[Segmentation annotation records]

** BEGIN **

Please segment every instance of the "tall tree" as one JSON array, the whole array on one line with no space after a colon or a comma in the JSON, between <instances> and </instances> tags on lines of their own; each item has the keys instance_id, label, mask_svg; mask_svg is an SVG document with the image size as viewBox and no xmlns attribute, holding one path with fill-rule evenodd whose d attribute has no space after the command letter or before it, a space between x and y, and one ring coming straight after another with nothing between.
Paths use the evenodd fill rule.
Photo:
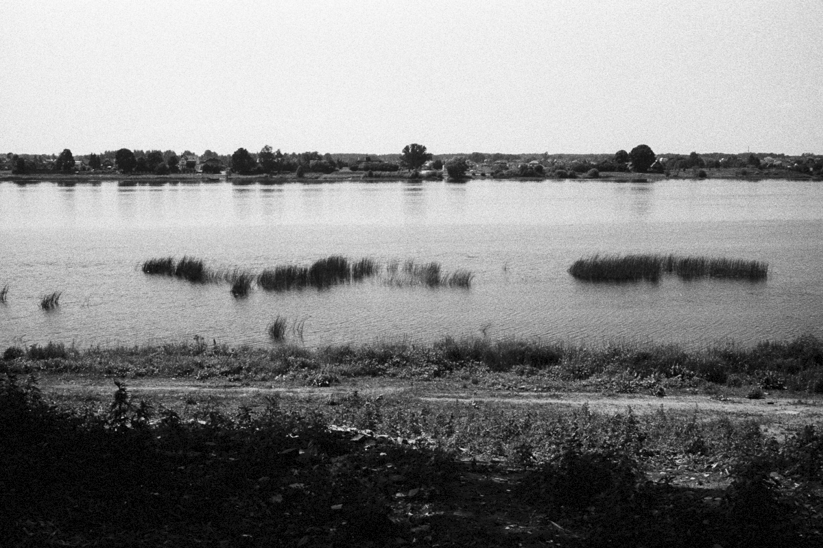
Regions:
<instances>
[{"instance_id":1,"label":"tall tree","mask_svg":"<svg viewBox=\"0 0 823 548\"><path fill-rule=\"evenodd\" d=\"M57 157L57 161L54 163L54 169L58 171L68 171L74 168L74 156L72 155L72 151L68 149L63 149L60 155Z\"/></svg>"},{"instance_id":2,"label":"tall tree","mask_svg":"<svg viewBox=\"0 0 823 548\"><path fill-rule=\"evenodd\" d=\"M644 173L654 163L657 156L648 145L638 145L629 153L629 158L632 169Z\"/></svg>"},{"instance_id":3,"label":"tall tree","mask_svg":"<svg viewBox=\"0 0 823 548\"><path fill-rule=\"evenodd\" d=\"M254 159L244 148L235 150L231 154L231 171L237 173L249 173L254 168Z\"/></svg>"},{"instance_id":4,"label":"tall tree","mask_svg":"<svg viewBox=\"0 0 823 548\"><path fill-rule=\"evenodd\" d=\"M420 169L430 159L431 153L426 152L425 147L417 143L407 145L400 153L400 163L409 169Z\"/></svg>"},{"instance_id":5,"label":"tall tree","mask_svg":"<svg viewBox=\"0 0 823 548\"><path fill-rule=\"evenodd\" d=\"M118 169L122 169L124 173L130 173L137 167L137 159L128 149L120 149L115 152L114 162L117 163Z\"/></svg>"},{"instance_id":6,"label":"tall tree","mask_svg":"<svg viewBox=\"0 0 823 548\"><path fill-rule=\"evenodd\" d=\"M146 164L149 171L154 171L158 165L164 163L163 153L160 150L149 150L146 154Z\"/></svg>"}]
</instances>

** END **

The data should be printed again unchanged; leave its pictures out.

Please segment every instance of the "tall tree" as one JSON array, the whole array on one line with no space after a colon or a comma in the JSON, between <instances> and </instances> tags on lines of their own; each item has the keys instance_id, label, mask_svg; mask_svg is an SVG document with the image size as viewBox and no xmlns attribute, holding one path with fill-rule evenodd whose d attribute has no space after the command letter or before it, a space between x and y, and one ring coming straight after another with nothing between.
Paths use the evenodd fill rule.
Photo:
Regions:
<instances>
[{"instance_id":1,"label":"tall tree","mask_svg":"<svg viewBox=\"0 0 823 548\"><path fill-rule=\"evenodd\" d=\"M57 157L57 161L54 163L54 169L58 171L68 171L74 168L74 156L72 155L72 151L68 149L63 149L60 155Z\"/></svg>"},{"instance_id":2,"label":"tall tree","mask_svg":"<svg viewBox=\"0 0 823 548\"><path fill-rule=\"evenodd\" d=\"M644 173L654 163L657 156L648 145L638 145L629 153L629 158L632 169Z\"/></svg>"},{"instance_id":3,"label":"tall tree","mask_svg":"<svg viewBox=\"0 0 823 548\"><path fill-rule=\"evenodd\" d=\"M254 159L244 148L235 150L231 154L231 171L237 173L249 173L254 168Z\"/></svg>"},{"instance_id":4,"label":"tall tree","mask_svg":"<svg viewBox=\"0 0 823 548\"><path fill-rule=\"evenodd\" d=\"M420 169L430 159L431 153L426 152L425 147L417 143L407 145L400 153L400 163L409 169Z\"/></svg>"},{"instance_id":5,"label":"tall tree","mask_svg":"<svg viewBox=\"0 0 823 548\"><path fill-rule=\"evenodd\" d=\"M118 169L122 169L124 173L130 173L137 167L137 159L128 149L120 149L115 152L114 162L117 163Z\"/></svg>"},{"instance_id":6,"label":"tall tree","mask_svg":"<svg viewBox=\"0 0 823 548\"><path fill-rule=\"evenodd\" d=\"M146 164L149 171L154 171L158 165L164 163L163 153L160 150L149 150L146 154Z\"/></svg>"}]
</instances>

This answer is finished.